◆ QUESTIONS ON THE MATERIAL ◆
- 1) Answer these questions about the organizing reading list:
(a) Which group is named as one Harsha Walia organized with?
(b) What distinction does Jane McAlevey stress?
(c) What two examples of prefigurative politics are given?
- 2) Carry on the organizing reading list from the point where it stops, in the same style.

◆ STUDY TEXT ◆
%%

3. Building winning strategies

Undoing Border Imperialism

While Harsha Walia’s most recent book Border & Rule is deservedly in the spotlight right now, organizers should not overlook her first text, Undoing Border Imperialism. The work offers a theoretical framework for understanding border imperialism while also weaving in Walia’s own experiences in migrant justice movements. Drawing on over a decade of organizing with groups like No One Is Illegal, Walia invites readers into the debate around how to build broad coalitions without pandering to the lowest common denominator. Walia makes clear that decolonization is an ongoing process of reimagining our relationships to the land, the state, and one another in ways that have practical implications for how we construct and strategize within our movements. She cautions us against compartmentalizing Indigenous struggle to fit our own existing narratives, and she instead lays out how our movements can — and must — move toward an ongoing practice of decolonization. 

No Shortcuts: Organizing for Power in the New Gilded Age

Drawing on a dozen case studies from labour unions and social movements, No Shortcuts is a must-read for any organizer attempting to build working-class power in Canada. Jane McAlevey stresses the critical distinction between mobilizing and organizing, making the case that the widespread conflation of the two is in large part to blame for the weakened state of the labour movement and overall decline of working-class power in recent decades. She stresses that movements’ success is dependent upon building and sustaining mass participation within the everyday structures of our society. 


Hegemony How-To

When I first read this book, it transformed my entire way of thinking about and engaging in the practice of organizing. While it has received mixed reviews from many radicals, Hegemony How-To opens a critical conversation about the left’s tendency to build insular movements that are more focused on claiming the moral high ground than they are on actually wielding power to improve working people’s material conditions. Jonathan Matthew Smucker calls on us to get outside our leftist comfort zones, meet people where they’re at, and overcome our aversion to contesting for mainstream power. As he writes, “there is nothing ‘radical’ about an attachment to outsiderness and marginality.” Finally, Smucker cautions against focusing exclusively on prefigurative politics — such as mutual aid or consensus-based decision-making — at the expense of directly confronting powerful institutions. It’s a conversation that I believe is increasingly crucial as we witness the rise of deradicalized forms of “mutual aid” organizing in the wake of COVID-19.

%%

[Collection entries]
%%

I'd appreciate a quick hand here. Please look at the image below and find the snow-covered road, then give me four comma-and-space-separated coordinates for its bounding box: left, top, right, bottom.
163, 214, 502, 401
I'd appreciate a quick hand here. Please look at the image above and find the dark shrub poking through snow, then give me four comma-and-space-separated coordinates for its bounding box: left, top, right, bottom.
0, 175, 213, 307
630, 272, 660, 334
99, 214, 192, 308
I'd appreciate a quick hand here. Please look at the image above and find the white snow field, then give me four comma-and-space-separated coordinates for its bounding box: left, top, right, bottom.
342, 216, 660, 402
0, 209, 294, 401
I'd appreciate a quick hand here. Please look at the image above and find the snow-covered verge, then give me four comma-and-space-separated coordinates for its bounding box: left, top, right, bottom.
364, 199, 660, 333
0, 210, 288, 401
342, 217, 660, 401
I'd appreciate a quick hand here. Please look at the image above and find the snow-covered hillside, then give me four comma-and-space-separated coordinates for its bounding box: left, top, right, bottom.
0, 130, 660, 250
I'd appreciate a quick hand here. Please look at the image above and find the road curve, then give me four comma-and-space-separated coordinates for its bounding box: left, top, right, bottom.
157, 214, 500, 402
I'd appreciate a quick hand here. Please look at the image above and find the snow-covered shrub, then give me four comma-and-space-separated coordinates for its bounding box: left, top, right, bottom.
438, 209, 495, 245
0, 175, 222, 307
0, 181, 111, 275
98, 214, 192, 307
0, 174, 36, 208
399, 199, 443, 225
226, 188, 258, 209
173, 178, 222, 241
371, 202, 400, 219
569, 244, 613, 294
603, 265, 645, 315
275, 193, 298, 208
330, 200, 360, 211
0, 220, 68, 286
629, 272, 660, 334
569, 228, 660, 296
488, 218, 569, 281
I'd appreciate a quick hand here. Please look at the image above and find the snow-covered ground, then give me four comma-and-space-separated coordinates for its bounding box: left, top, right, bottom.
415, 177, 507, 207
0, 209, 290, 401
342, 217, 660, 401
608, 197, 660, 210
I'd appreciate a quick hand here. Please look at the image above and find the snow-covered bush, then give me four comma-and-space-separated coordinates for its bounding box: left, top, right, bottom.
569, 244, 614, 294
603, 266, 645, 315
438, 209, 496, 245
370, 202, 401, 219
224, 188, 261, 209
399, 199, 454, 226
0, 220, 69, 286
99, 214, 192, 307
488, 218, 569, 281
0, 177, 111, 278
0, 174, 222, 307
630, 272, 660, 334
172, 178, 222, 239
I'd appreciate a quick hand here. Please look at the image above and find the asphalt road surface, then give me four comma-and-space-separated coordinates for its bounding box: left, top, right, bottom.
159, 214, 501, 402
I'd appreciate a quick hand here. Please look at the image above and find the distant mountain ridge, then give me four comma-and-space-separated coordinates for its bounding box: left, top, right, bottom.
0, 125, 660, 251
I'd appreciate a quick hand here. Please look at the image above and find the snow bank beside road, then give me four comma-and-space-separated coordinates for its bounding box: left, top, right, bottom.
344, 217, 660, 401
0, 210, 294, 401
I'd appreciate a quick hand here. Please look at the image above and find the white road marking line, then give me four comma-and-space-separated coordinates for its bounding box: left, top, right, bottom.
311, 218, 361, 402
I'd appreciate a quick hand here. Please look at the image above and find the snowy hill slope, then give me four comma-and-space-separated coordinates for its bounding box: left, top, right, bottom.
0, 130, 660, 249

%%
%%

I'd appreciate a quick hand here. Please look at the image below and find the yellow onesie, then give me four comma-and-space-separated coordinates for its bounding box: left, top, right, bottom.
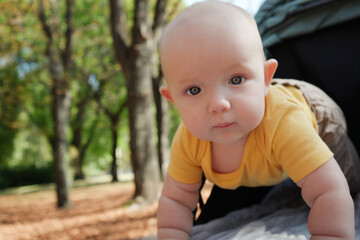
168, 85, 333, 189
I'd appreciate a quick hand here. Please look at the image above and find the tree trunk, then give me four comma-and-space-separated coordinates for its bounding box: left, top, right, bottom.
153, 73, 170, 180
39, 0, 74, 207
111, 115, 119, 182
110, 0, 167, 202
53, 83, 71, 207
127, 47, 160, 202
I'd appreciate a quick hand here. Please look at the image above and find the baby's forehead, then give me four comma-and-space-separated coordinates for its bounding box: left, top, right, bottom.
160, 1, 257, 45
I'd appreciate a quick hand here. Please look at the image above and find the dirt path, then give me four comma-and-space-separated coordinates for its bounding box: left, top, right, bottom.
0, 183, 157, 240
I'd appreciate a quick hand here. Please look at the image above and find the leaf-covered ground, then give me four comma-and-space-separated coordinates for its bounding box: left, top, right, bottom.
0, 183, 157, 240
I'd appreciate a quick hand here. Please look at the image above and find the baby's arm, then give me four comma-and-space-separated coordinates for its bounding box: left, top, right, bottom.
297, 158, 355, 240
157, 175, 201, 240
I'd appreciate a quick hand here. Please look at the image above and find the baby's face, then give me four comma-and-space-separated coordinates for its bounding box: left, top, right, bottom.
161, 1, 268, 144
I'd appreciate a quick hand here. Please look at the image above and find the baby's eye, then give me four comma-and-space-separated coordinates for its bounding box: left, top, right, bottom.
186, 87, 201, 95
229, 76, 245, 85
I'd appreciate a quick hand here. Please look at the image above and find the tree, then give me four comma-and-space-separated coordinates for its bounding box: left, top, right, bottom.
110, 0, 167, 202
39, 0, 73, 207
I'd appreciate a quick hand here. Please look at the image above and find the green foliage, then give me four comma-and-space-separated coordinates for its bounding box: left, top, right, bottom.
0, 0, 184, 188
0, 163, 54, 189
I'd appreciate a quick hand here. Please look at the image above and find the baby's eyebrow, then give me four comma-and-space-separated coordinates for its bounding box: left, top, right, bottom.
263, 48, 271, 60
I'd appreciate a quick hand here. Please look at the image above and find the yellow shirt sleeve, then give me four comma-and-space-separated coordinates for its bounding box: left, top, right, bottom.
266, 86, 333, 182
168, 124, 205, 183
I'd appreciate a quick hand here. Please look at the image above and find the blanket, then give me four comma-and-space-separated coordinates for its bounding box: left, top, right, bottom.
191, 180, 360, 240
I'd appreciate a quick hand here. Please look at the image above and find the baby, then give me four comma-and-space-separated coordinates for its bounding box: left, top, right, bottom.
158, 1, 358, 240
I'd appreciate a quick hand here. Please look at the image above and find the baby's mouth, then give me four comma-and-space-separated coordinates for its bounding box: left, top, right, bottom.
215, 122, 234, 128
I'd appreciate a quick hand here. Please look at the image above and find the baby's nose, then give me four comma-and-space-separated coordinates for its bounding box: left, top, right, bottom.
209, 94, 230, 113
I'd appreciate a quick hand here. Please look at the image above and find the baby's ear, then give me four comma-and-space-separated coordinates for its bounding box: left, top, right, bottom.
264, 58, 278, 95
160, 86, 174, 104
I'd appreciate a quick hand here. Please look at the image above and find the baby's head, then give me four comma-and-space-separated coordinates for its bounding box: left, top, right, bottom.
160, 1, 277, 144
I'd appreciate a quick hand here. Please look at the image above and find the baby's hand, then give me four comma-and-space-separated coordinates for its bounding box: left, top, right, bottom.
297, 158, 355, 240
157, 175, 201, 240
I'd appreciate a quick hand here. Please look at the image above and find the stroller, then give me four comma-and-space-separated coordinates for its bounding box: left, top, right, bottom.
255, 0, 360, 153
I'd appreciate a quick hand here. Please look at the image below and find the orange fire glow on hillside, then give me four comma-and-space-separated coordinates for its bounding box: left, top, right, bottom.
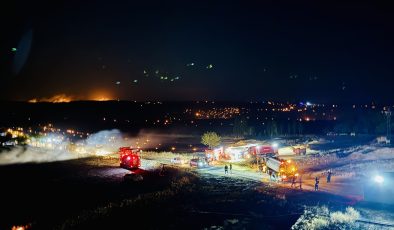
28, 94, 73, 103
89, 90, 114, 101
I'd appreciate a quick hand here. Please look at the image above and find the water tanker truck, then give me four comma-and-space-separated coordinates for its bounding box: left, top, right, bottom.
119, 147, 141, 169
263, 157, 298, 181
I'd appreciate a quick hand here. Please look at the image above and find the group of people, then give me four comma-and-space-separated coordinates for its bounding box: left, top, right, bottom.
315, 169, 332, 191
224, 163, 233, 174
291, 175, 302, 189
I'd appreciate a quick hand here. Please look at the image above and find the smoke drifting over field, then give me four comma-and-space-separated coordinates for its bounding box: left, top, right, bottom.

%%

◆ YOUR WRITTEN ANSWERS ◆
- 1)
(a) No One Is Illegal.
(b) The distinction between mobilizing and organizing.
(c) Mutual aid and consensus-based decision-making.

- 2)
4. Cultivating a transformative movement culture


“Moving Toward Conflict for the Sake of Good Strategy”

An organizer and facilitator based in Brooklyn, Yotam Marom has yet to write anything about organizing and movement-building that I haven’t deeply appreciated. In this, his most popular article, Marom argues that tendencies towards conflict avoidance are hindering the growth of left-wing mass movements. He argues that generative conflict is a prerequisite for good strategy. Without it, we make compromises that water down our strategies, shy away from strategic and tactical precision, and ultimately avoid facing hard truths about what our movements can rightfully take accountability for winning (and what we cannot). As Marom puts it, “strategic clarity requires conflict, because focus, boundaries, and honesty are integral to good strategy. Good strategy requires the skill to debate, the ability to say no, the strength to let things go.” The transformative potential of our movements depends on sharpening our skills and ability to go deep in generative conflict.

“Transforming Toxic Movement Culture with the Wildfire Project” on For The Wild Podcast

This podcast episode is one I return to often. It covers so much ground when it comes to how we can build the deeply embodied, pro-power, and solidarity-driven cultures our movements require in order to win a world where we can all experience dignity, safety, and freedom. The episode delves into conflict avoidance, our aversion to power, the importance of balancing purpose and belonging, and why we often shy away from taking leadership in order to avoid vulnerability and accountability.